* _GIVEN ENTRIES_:
━━━━━━━━
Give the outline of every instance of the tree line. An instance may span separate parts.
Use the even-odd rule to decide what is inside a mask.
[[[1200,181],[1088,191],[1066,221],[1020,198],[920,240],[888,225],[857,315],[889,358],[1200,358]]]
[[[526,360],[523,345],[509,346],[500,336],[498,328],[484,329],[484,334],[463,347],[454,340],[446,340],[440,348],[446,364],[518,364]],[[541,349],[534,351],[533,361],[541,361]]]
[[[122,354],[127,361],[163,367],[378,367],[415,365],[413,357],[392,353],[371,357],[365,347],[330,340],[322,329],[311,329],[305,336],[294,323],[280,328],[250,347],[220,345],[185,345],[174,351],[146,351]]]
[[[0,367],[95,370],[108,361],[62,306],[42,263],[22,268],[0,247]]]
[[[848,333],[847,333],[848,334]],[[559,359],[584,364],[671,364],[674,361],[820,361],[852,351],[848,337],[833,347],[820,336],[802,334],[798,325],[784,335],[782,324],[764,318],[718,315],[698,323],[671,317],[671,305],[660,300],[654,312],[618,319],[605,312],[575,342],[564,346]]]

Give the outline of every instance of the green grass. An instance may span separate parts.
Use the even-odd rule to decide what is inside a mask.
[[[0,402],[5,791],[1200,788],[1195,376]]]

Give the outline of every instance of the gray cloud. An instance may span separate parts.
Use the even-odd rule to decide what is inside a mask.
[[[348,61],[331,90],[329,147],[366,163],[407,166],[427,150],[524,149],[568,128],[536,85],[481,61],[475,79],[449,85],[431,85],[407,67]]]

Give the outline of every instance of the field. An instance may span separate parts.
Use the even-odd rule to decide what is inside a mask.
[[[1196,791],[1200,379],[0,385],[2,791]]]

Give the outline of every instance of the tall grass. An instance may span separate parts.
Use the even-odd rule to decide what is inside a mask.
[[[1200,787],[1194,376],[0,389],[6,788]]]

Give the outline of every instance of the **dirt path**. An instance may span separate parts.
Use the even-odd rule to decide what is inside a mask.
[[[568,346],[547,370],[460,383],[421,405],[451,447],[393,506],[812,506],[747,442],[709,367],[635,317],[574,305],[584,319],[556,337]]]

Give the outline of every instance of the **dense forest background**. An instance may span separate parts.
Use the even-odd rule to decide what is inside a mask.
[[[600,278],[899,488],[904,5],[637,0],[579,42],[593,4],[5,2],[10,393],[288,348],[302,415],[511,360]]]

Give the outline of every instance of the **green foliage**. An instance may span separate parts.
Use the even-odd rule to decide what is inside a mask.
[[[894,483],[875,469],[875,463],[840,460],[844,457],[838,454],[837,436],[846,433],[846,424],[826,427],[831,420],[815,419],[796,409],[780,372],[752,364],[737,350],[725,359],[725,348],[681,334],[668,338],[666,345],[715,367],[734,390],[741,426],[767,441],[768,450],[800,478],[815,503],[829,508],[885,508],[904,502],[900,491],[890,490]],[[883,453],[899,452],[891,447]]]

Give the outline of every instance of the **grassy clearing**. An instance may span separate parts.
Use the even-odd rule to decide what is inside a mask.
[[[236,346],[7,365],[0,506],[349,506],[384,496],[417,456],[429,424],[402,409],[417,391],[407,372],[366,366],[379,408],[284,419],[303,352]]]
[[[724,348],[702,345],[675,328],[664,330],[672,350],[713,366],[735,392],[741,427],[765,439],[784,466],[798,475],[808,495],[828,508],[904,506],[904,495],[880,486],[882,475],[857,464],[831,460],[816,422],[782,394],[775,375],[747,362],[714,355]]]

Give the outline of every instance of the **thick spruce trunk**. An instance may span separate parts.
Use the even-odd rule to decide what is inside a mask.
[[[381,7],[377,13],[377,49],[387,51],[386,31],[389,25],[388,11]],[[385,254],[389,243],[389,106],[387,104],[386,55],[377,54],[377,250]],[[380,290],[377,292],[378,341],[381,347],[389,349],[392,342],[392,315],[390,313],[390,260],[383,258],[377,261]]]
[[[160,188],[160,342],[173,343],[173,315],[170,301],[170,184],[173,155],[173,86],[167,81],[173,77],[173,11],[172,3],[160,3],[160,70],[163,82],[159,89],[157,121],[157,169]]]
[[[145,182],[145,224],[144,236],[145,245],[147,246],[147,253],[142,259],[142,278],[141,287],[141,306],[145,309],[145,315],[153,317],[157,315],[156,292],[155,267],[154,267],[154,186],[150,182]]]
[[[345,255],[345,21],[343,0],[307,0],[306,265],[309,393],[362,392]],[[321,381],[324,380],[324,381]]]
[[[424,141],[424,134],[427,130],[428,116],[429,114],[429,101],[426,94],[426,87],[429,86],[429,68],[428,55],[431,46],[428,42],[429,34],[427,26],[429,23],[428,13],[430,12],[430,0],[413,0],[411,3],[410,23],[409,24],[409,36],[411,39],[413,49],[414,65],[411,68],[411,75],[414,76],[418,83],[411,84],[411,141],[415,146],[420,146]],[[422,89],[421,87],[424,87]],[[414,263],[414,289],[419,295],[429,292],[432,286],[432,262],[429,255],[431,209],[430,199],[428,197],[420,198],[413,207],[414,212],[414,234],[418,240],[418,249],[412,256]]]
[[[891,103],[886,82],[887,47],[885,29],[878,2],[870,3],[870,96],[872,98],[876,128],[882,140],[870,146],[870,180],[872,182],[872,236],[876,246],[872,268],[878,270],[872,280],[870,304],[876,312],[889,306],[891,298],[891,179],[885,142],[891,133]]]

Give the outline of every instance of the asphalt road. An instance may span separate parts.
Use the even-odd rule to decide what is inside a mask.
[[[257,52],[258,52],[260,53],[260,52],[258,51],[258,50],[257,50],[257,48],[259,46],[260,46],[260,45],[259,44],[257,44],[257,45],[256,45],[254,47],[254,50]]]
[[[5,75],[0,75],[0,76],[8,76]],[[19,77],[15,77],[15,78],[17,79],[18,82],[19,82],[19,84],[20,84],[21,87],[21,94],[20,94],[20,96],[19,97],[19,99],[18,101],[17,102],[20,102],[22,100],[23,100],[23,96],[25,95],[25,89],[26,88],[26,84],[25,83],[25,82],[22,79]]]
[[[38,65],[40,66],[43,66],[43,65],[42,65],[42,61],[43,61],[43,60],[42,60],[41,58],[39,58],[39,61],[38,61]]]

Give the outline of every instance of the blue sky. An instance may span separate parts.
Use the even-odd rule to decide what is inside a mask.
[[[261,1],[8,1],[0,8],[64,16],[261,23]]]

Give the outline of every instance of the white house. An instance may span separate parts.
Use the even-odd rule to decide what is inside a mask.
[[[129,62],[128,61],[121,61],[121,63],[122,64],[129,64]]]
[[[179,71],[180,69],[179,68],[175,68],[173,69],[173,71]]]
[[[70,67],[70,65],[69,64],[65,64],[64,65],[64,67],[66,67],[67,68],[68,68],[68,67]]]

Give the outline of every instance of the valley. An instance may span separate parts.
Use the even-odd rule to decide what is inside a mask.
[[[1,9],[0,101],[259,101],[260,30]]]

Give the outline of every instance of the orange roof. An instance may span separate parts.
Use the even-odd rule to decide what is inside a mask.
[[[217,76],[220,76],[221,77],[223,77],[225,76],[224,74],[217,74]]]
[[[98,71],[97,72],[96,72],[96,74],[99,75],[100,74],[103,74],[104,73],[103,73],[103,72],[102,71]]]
━━━━━━━━
* _REQUEST_: Rewrite all of the lines above, replacing "even-odd rule" with "nonzero winding rule" wherever it occurs and leaving everything else unchanged.

* _SOLUTION TO THE PROBLEM_:
Give the outline of every instance of the tree line. An instance may span separate parts.
Use the nonzero winding rule to decide what is inside a mask.
[[[1200,181],[1088,191],[1066,221],[1020,198],[920,240],[888,225],[857,315],[889,358],[1200,358]]]
[[[526,360],[523,345],[509,346],[500,336],[498,328],[484,329],[484,334],[463,347],[454,340],[446,340],[440,348],[446,364],[518,364]],[[541,349],[534,351],[533,361],[541,361]]]
[[[122,354],[127,361],[163,367],[378,367],[415,365],[413,357],[392,353],[371,357],[365,347],[330,340],[322,329],[311,329],[305,336],[294,323],[280,328],[250,347],[220,345],[185,345],[174,351],[146,351]]]
[[[0,367],[95,370],[108,361],[62,306],[42,263],[22,268],[0,247]]]
[[[848,333],[847,333],[848,334]],[[559,359],[584,364],[671,364],[674,361],[820,361],[852,351],[848,337],[833,347],[820,336],[802,334],[798,325],[784,335],[782,324],[764,318],[718,315],[698,323],[671,317],[671,305],[660,300],[654,312],[618,319],[605,312],[575,342],[564,346]]]

Give the outline of every instance of the green grass. An instance may span separate parts.
Use the nonzero winding rule to decide what is inside a mask.
[[[0,402],[5,791],[1200,788],[1195,376]]]

Give the outline of every instance of the gray cloud. An instance may span separate parts.
Use the nonzero winding rule to decide what is inside a mask.
[[[348,61],[331,90],[329,147],[366,163],[407,166],[427,150],[524,149],[568,128],[536,85],[481,61],[475,79],[449,85],[431,85],[407,67]]]

Give the outline of every instance of the field. An instance may span separate parts.
Use the nonzero winding rule to decide what is inside a mask.
[[[1196,791],[1200,379],[0,385],[2,791]]]

Give the outline of every instance of the tall grass. An instance may span separate parts.
Use the nonzero winding rule to decide what is inside a mask.
[[[1200,787],[1194,376],[0,389],[6,788]]]

Give the outline of every instance of the **dirt path**. An instance may span separate parts.
Use the nonzero winding rule to decide what is inside a mask.
[[[568,346],[547,370],[460,383],[421,405],[451,447],[393,506],[812,506],[747,442],[709,367],[635,317],[574,305],[584,319],[556,337]]]

Give the outline of every instance of the **dense forest background**. An instance may span separate parts.
Use the nonzero winding rule to decide what is inside a mask.
[[[600,278],[899,488],[904,5],[637,0],[579,42],[593,4],[5,2],[10,393],[288,348],[302,415],[511,360]]]

Give the outline of every instance of the **green foliage**. An instance may span separate parts.
Use the nonzero winding rule to decide what is inside a mask.
[[[894,483],[875,469],[875,463],[840,460],[844,457],[838,454],[837,436],[846,433],[846,424],[826,427],[831,420],[815,419],[796,409],[780,372],[752,364],[737,350],[725,359],[725,348],[681,334],[668,338],[666,345],[715,367],[734,390],[741,426],[767,441],[768,450],[800,478],[815,503],[829,508],[885,508],[904,502],[900,491],[890,490]],[[883,453],[899,452],[891,447]]]

Give the outline of every instance of the **grassy clearing**. An instance may span separate parts.
Use the nonzero winding rule to decide what is inside a mask.
[[[236,346],[7,365],[0,506],[349,506],[384,496],[417,456],[429,424],[402,409],[417,391],[407,372],[366,366],[379,408],[284,419],[303,352]]]
[[[724,348],[702,345],[675,328],[664,330],[672,350],[713,366],[735,392],[741,427],[765,439],[784,466],[798,475],[808,495],[828,508],[904,506],[904,495],[880,486],[882,475],[857,464],[831,460],[816,422],[782,394],[775,375],[747,362],[714,355]]]

Give the outline of every instance of the **thick spruce trunk**. An instance may span separate parts.
Use the nonzero winding rule to decide what is inside a mask.
[[[381,7],[377,13],[377,49],[387,51],[386,31],[389,25],[388,11]],[[385,254],[389,243],[389,106],[387,104],[386,55],[377,54],[377,250]],[[380,290],[377,292],[378,341],[381,347],[389,349],[392,342],[392,315],[390,313],[390,260],[383,258],[377,261]]]
[[[160,188],[160,342],[173,343],[173,315],[170,301],[170,184],[173,155],[173,86],[167,81],[173,77],[173,11],[172,3],[160,3],[160,70],[163,82],[159,89],[157,121],[157,169]]]
[[[145,182],[145,224],[144,236],[145,245],[147,246],[147,253],[142,259],[142,278],[141,287],[141,306],[145,309],[145,315],[153,317],[157,315],[156,292],[155,267],[154,267],[154,186],[150,182]]]
[[[345,255],[345,21],[343,0],[307,0],[306,265],[309,393],[362,392]],[[321,381],[324,380],[324,381]]]
[[[424,141],[424,134],[427,130],[428,116],[429,114],[429,101],[426,94],[426,87],[429,86],[429,68],[428,55],[431,46],[428,42],[429,34],[427,26],[429,23],[428,13],[430,12],[430,0],[413,0],[411,3],[410,23],[409,24],[409,36],[411,39],[413,49],[414,65],[411,68],[411,75],[414,76],[418,83],[411,84],[411,141],[415,146],[420,146]],[[422,89],[421,87],[424,87]],[[414,263],[414,289],[419,295],[429,292],[432,286],[432,262],[429,255],[431,209],[430,199],[428,197],[420,198],[413,207],[414,212],[414,234],[418,240],[418,249],[412,256]]]
[[[891,103],[886,82],[887,47],[885,29],[878,2],[870,3],[870,96],[872,98],[876,128],[882,140],[870,146],[870,180],[872,182],[872,236],[876,246],[872,268],[878,270],[872,280],[870,304],[876,312],[889,306],[891,298],[891,179],[885,142],[891,133]]]

Give the outline of every instance of the asphalt road. An instance may span separate parts.
Use the nonzero winding rule to decide what is inside a mask.
[[[257,52],[258,52],[260,53],[260,52],[258,51],[258,50],[257,50],[257,48],[259,46],[260,46],[260,45],[259,44],[257,44],[257,45],[256,45],[254,47],[254,50]]]
[[[5,75],[0,75],[0,76],[8,76]],[[19,77],[15,77],[15,78],[17,79],[18,82],[19,82],[19,84],[20,84],[21,87],[21,94],[20,94],[20,96],[19,97],[19,99],[18,101],[17,102],[20,102],[22,100],[23,100],[23,96],[25,95],[25,89],[26,88],[26,84],[25,83],[25,82],[22,79]]]
[[[38,65],[40,66],[43,66],[43,65],[42,65],[42,61],[43,61],[43,60],[42,60],[41,58],[39,58],[39,61],[38,61]]]

Give the outline of every instance of the blue sky. An instance may span separate parts.
Use the nonzero winding rule to decide what is inside a mask.
[[[261,1],[8,1],[0,8],[64,16],[261,23]]]

Give the outline of every instance of the white house. An instance may span separate parts.
Use the nonzero winding rule to decide what is inside a mask.
[[[129,62],[128,61],[121,61],[121,63],[122,64],[129,64]]]
[[[179,71],[180,69],[179,68],[175,68],[173,69],[173,71]]]
[[[70,67],[70,65],[69,64],[65,64],[64,65],[64,67],[66,67],[67,68],[68,68],[68,67]]]

Give the outline of every instance of the valley. An instance may span separate parts.
Use the nonzero winding rule to decide what is inside a mask.
[[[1,9],[0,101],[259,101],[260,30]]]

Give the outline of every instance of the orange roof. An instance may span separate parts.
Use the nonzero winding rule to decide what is inside a mask.
[[[217,76],[220,76],[221,77],[223,77],[225,76],[224,74],[217,74]]]
[[[98,71],[97,72],[96,72],[96,74],[99,75],[100,74],[103,74],[104,73],[103,73],[103,72],[102,71]]]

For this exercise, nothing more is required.